__WORK TO COMPLETE__.
1. Answer these questions using the forum thread on owner's panels:
(a) In which state does Hack Work say a separate owners panel is very rarely done?
(b) According to 480sparky, which year's NEC does the specific language on separating loads go back to?
(c) In lightningboltsarefun's situation, in whose name do all the electric bills come?
2. List every distinct username that posts in the forum thread on owner's panels.
3. Carry on the forum thread about owner's panels from the point where it stops.

# Owner's Panels



## lightningboltsarefun (Dec 26, 2013)

When are owner's panels required for 2-family or 3-family dwellings? Does it matter whether the home owner is including electric in the price of the rent or not?


----------



## Hack Work (Dec 29, 2013)

The NEC requires a separate owners panel to power common area stuff. But oddly enough, that is very rarely done here in NJ. Most 2 family houses only have 2 meters, I guess the first floor tenant pays for the outside/hallway/basement lights.

Here's the code:



> 210.25 Branch Circuits in Buildings with More Than
> One Occupancy.
> (A) Dwelling Unit Branch Circuits. Branch circuits in
> each dwelling unit shall supply only loads within that dwelling
> ...


----------



## 480sparky (Sep 20, 2007)

That specific language only goes back to 1993. Before that, it gets vague as to it's intent to separate tenant & house loads.

So any multi-family dwelling built before the adoption of the 1993 NEC may not have a house panel. And some AHJs took several years to finally adopt the '93. It's entirely possible a duplex built in 2000 may have been wired under the 1990.


----------



## lightningboltsarefun (Dec 26, 2013)

But when is it required? Is it once a home owners decides to upgrade electrical or is it just whenever a home owner decides to rent out anything more than a single family.


----------



## 480sparky (Sep 20, 2007)

That would be a question best posed to the AHJ.


----------



## Hack Work (Dec 29, 2013)

lightningboltsarefun said:


> But when is it required? Is it once a home owners decides to upgrade electrical or is it just whenever a home owner decides to rent out anything more than a single family.


I don't know what they would actually do. Is the NEC going to be enforced when no electrical work is being done, no permits pulled, or no inspection performed? Probably not. But what about the inspector who will do the CofO? Will he notice it and require it? What process needs to be done to turn this into a legal 2 family in order to rent it out? Who will oversee it and how far will he look into it?

I think there are a lot of variables and many different possible outcomes.


----------



## FlyingSparks (Dec 10, 2012)

lightningboltsarefun said:


> But when is it required? Is it once a home owners decides to upgrade electrical or is it just whenever a home owner decides to rent out anything more than a single family.


I think it is unethical to make one tenant pay for something other tenants use. Imagine if there was a shared laundry space. :no:


----------



## 480sparky (Sep 20, 2007)

They could do what I found (the hard way!) in a duplex.... run those circuits from BOTH tenants panels, through breakers on the same phase.


----------



## lightningboltsarefun (Dec 26, 2013)

I my situation the owner includes electric with the price of the rent. So all the electric bills come in his name. So the renters are paying a flat rate every month no matter what.


----------



## Hack Work (Dec 29, 2013)

lightningboltsarefun said:


> I my situation the owner includes electric with the price of the rent. So all the electric bills come in his name. So the renters are paying a flat rate every month no matter what.

__Records drawn from a dataset__.
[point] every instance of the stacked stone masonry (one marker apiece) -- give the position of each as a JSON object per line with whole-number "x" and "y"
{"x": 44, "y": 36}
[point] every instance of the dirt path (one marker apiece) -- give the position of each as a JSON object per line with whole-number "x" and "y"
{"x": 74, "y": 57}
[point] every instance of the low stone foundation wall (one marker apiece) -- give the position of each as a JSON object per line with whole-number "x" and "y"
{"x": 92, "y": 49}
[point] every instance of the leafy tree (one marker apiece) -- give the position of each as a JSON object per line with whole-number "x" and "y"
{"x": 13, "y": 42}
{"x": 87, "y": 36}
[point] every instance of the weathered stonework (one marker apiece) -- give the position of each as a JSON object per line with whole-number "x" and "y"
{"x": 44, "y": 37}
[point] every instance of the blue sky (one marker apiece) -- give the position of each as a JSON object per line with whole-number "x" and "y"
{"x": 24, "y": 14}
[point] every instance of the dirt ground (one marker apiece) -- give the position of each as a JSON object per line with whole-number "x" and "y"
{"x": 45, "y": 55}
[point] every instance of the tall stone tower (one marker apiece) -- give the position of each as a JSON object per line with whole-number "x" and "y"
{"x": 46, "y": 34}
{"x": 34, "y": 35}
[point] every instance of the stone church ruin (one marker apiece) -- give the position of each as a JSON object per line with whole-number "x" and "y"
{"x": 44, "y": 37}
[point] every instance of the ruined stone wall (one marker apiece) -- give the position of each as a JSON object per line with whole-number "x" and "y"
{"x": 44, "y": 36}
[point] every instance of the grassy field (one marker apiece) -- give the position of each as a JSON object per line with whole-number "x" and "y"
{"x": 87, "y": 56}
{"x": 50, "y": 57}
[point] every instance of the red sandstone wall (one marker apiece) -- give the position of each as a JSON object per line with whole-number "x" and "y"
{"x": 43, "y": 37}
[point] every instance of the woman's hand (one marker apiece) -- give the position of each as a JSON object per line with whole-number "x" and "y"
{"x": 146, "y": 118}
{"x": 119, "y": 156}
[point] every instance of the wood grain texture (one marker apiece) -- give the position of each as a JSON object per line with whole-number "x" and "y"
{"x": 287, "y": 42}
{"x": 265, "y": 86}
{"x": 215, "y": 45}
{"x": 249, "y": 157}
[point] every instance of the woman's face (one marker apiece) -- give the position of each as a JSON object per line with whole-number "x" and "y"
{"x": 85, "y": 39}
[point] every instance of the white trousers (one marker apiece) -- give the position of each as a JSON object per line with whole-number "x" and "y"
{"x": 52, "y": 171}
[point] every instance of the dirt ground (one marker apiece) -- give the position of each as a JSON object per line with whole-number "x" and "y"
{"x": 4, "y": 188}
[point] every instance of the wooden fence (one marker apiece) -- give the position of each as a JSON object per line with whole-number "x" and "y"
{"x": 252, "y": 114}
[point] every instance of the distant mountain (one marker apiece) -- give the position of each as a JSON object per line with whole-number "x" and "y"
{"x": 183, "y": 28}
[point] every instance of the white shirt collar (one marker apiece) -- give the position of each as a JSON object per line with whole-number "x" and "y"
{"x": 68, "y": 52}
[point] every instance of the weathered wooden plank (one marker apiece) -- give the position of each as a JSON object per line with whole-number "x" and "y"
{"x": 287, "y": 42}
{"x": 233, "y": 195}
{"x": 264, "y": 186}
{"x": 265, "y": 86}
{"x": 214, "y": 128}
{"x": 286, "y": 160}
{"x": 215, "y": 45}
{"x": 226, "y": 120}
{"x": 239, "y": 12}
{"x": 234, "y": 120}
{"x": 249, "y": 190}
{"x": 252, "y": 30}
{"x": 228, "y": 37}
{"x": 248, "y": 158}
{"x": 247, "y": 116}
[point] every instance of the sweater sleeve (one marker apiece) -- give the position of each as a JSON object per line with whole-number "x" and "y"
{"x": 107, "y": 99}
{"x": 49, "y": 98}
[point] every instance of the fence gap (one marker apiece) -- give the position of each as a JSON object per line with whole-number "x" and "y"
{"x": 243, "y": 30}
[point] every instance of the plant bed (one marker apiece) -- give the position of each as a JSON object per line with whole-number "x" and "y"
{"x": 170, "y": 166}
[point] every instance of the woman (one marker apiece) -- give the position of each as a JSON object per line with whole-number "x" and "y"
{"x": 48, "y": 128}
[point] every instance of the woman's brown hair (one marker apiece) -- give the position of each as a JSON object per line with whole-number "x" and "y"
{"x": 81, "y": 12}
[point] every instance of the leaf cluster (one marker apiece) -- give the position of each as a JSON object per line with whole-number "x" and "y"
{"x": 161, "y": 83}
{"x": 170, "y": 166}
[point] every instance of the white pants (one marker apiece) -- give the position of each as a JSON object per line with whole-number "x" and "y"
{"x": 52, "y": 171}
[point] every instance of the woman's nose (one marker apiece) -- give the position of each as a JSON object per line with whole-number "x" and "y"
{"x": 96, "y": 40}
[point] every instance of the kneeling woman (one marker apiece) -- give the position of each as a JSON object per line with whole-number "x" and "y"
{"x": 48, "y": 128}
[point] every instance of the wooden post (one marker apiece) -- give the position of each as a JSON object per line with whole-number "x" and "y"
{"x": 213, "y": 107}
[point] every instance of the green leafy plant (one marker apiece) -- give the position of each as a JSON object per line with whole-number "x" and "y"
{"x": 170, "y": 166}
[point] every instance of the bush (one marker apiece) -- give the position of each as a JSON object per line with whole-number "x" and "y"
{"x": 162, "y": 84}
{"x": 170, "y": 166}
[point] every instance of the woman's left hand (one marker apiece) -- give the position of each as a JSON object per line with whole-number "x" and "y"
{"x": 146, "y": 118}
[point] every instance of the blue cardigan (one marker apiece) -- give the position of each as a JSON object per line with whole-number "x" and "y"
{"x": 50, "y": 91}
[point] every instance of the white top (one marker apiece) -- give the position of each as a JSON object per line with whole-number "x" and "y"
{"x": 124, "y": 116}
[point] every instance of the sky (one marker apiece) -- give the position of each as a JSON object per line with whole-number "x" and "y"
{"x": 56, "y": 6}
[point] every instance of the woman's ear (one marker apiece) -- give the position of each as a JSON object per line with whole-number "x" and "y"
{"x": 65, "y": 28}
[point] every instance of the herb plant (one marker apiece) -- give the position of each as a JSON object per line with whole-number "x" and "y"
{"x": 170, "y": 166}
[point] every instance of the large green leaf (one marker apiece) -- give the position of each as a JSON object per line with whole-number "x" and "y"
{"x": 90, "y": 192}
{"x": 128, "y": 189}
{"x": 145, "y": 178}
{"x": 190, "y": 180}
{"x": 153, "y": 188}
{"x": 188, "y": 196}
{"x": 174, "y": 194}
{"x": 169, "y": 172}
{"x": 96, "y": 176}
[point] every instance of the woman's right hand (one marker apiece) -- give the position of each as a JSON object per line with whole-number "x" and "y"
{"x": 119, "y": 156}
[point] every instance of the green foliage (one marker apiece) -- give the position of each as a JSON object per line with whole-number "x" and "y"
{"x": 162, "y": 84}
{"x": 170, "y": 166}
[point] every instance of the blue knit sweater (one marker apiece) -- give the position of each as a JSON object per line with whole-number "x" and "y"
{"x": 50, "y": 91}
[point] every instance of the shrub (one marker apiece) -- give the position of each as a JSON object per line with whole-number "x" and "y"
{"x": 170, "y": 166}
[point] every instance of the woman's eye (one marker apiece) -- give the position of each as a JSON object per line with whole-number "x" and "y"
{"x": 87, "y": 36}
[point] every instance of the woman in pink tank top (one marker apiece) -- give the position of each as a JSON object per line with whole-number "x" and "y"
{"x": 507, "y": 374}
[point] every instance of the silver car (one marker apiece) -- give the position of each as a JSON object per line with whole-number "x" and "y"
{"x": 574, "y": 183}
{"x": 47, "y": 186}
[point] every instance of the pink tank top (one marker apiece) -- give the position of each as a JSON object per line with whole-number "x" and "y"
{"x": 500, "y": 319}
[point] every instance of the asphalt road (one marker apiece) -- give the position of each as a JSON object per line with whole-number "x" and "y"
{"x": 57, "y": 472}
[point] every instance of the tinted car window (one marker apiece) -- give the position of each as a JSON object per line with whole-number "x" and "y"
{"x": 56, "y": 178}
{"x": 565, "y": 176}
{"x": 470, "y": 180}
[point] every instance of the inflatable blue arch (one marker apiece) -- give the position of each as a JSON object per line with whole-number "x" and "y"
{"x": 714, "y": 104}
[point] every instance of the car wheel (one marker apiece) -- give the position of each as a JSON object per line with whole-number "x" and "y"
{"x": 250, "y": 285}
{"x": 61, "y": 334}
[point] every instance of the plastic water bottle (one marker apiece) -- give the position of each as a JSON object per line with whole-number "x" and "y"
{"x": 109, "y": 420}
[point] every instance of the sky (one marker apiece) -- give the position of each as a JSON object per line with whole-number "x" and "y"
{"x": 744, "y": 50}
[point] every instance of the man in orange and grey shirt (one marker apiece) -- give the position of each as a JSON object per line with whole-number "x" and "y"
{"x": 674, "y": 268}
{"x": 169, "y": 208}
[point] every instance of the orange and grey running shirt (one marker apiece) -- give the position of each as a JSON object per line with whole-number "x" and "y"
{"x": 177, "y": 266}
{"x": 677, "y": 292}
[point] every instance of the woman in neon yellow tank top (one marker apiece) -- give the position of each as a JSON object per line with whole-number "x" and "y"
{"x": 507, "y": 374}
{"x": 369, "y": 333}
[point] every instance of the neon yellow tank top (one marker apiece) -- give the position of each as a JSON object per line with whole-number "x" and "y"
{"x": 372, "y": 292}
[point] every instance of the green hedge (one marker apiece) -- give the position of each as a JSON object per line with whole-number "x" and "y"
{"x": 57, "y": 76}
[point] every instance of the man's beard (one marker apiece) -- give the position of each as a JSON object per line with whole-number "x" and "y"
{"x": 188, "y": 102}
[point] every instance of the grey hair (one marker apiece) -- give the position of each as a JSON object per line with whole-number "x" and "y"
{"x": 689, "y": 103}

__RESPONSES TO THE EXERCISE__.
1.
(a) NJ
(b) 1993
(c) The owner's

2.
lightningboltsarefun
Hack Work
480sparky
FlyingSparks

3.
The NEC doesn't have a provision for that. It says that common space stuff can't be powered by the equipment power individual tenant spaces. No mention or regard to who is paying for what.


----------



## Pete m. (Nov 19, 2011)

^^^ That.

And, ownership can and most likely will change in the future and there is no guarantee that the same billing arrangement will be kept.

Pete


----------



## backstay (Feb 3, 2011)

480sparky said:


> They could do what I found (the hard way!) in a duplex.... run those circuits from BOTH tenants panels, through breakers on the same phase.


I hear a story, care to elaborate?


----------



## finster (Nov 16, 2013)

480sparky said:


> They could do what I found (the hard way!) in a duplex.... run those circuits from BOTH tenants panels, through breakers on the same phase.


That's a trouble shooting nightmare!


----------



## finster (Nov 16, 2013)

lightningboltsarefun said:


> When are owner's panels required for 2-family or 3-family dwellings? Does it matter whether the home owner is including electric in the price of the rent or not?


I ran into this in Massachusetts recently. I completely rewired a 2 family that didn't have a house panel. The inspector said I didn't have to install one. But he informed me that the owner needs to write a letter to the building department and the tenants Informing them of circuits that are on their panel. I put the little common area lighting that there was on the homeowners apartments panel in case deadbeats didn't pay electric bill and henceforth no lights in hallway.


----------



## chicken steve (Mar 22, 2011)

We're lousy older large K&T nightmares cut up into 4-6 units via some overstuffed antiquated services

Inasmuch as an _'owners panel'_ is prudent, the state has it's hands full trying to keep up with the simpler life safety stuff, smokes & gfci's 

~CS~


----------



## MDShunk (Jan 7, 2007)

NEC language aside, around here the AHJ (strangely) leaves that option up to the LL. If there's things like a common electric water heater and common furnace, common area lights, common fire alarm, I approach it as if I'm going to put in an owner's panel, unless the LL specifically says otherwise. I do this only because the inspectors in my area don't much care if there's an owner's panel or not.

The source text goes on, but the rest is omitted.